GIVEN RECORDS:
-=-=-=-=-

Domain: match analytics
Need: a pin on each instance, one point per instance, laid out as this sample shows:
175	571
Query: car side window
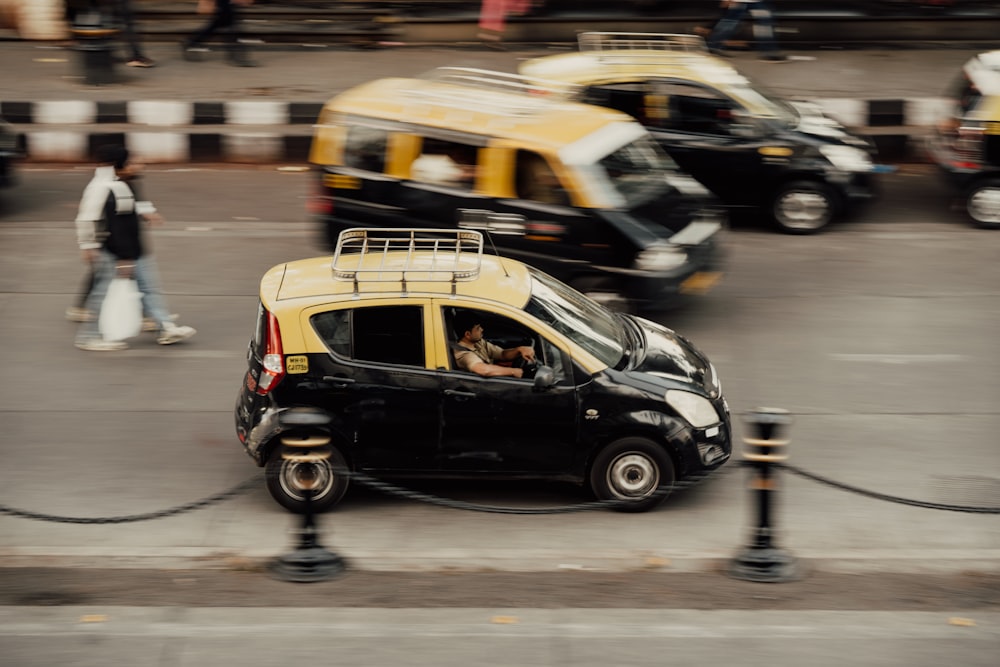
690	108
536	180
365	148
382	334
445	163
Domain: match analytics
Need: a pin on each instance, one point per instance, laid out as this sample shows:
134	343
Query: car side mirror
545	378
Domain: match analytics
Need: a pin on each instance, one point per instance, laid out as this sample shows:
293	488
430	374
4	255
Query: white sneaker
101	345
76	314
174	334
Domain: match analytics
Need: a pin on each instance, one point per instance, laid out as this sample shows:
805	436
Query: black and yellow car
354	354
750	148
579	191
966	144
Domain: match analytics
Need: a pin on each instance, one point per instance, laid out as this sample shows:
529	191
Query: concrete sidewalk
185	111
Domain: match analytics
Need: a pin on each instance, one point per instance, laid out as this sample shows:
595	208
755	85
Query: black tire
634	470
803	207
982	203
333	481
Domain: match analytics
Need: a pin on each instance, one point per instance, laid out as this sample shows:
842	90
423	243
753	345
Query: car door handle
459	394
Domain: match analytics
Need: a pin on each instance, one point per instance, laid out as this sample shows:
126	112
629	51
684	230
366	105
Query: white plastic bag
121	312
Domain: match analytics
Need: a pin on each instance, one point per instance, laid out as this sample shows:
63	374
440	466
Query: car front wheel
286	479
983	204
635	472
803	207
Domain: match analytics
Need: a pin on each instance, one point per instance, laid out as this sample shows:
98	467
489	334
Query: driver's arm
492	370
525	351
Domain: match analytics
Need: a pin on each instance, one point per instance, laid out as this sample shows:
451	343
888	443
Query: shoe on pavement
192	53
174	334
76	314
141	61
101	345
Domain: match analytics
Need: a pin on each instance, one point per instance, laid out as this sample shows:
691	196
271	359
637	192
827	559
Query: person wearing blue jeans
119	251
735	11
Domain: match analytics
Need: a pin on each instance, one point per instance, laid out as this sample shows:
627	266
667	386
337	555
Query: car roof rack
399	255
497	92
617	45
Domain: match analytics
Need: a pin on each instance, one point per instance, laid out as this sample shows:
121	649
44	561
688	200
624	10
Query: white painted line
901	358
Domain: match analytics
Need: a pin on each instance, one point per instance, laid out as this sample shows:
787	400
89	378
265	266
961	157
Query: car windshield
753	96
585	322
621	165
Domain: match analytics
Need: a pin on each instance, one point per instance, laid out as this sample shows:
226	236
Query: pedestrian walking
225	16
122	10
118	249
493	17
734	12
91	234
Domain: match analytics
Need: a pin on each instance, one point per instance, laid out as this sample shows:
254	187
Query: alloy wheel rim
632	476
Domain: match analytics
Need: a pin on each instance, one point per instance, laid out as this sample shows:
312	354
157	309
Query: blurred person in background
122	10
119	250
734	12
225	14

-=-=-=-=-

TASK REQUIREMENTS: All of the lines above should be copied exactly, apart from the pictures.

ANSWER SPACE:
Domain: match analytics
Need: a pin on each instance, one point per instance, laid out as this sample shows:
175	571
Query: car side window
690	108
536	180
365	148
382	334
445	163
Domain: match analytics
Need: a pin on each instance, one point per instance, laid out as this sample shows:
134	343
Query: car side mirror
545	378
Domain: match analytics
Need: a pin on each instance, one point per instance, laid out as this sample shows:
293	488
430	374
4	255
Query: white sneaker
101	345
76	314
174	334
Domain: match analytics
Need: a pin on each instance, one point per instance, laid out as this sample shows:
805	436
Query: black and yellow car
354	354
750	148
579	191
966	144
Domain: match analytics
Need: a pin on each instance, one point per instance, laid out as this sample shows:
529	191
Query: concrete sidewalk
185	111
Domain: match analytics
Need: a pin on each instance, one point per instance, laid out as this sample shows:
595	208
755	85
Query: black tire
634	470
803	207
982	203
333	481
Domain: match analytics
Need: a pin on each instance, one point per instance, laid out as this sample shows:
842	90
423	243
753	345
Query: car door handle
459	394
Domain: match analytics
Need: a pin on each instance, one point per instance, laid out as this sample shows:
126	112
629	51
684	230
366	105
Query: white plastic bag
121	312
Domain: match analytics
Need: a pin on each instance, one point per instance, laid out as this sample shows:
63	374
440	466
Query: car front wheel
286	479
983	204
635	472
803	207
Domain: match analytics
Need: a pin on each instance, one point per instance, laid out as this sample shows:
98	467
489	334
Query: driver's arm
492	370
525	351
Domain: match analytics
Need: a pin on each instance, one point per instance, laid out as this sample shows:
451	343
888	443
Query: shoe on pavement
192	53
174	334
76	314
141	61
101	345
Domain: match analytics
Need: a pin on each instance, one point per instance, laid out as this sample shows:
691	196
271	359
637	192
827	559
Query: person wearing blue jeans
119	251
735	11
Domain: match analytics
Need: a pin on each instance, one point per instance, laid out as this sample shows:
627	266
667	386
337	555
Query: car roof rack
399	255
497	92
617	45
Domain: match analytics
Need: a pin on each instance, one point per instance, laid out as this sample shows:
121	649
44	561
688	200
624	10
Query: white painted line
901	358
Domain: match analytics
Need: a pin on each instance, one point per instance, laid out as this sample shows:
787	400
89	378
265	266
961	157
Query: car windshield
753	96
585	322
621	165
Domain: match analytics
Need: a pin on each instance, one point per instance, laid out as this sample shows:
226	236
Query: pedestrian walking
225	16
122	10
118	249
493	17
734	12
91	234
Domain: match analytics
Need: a pin on each instance, one point per instance, laid out as this sample shows:
254	187
Query: alloy wheel rim
632	476
Domain: match analytics
Need: a pin on each instance, one point per instance, laid out as this sample shows:
312	354
157	309
Query: blurred person in background
122	10
119	250
734	12
225	14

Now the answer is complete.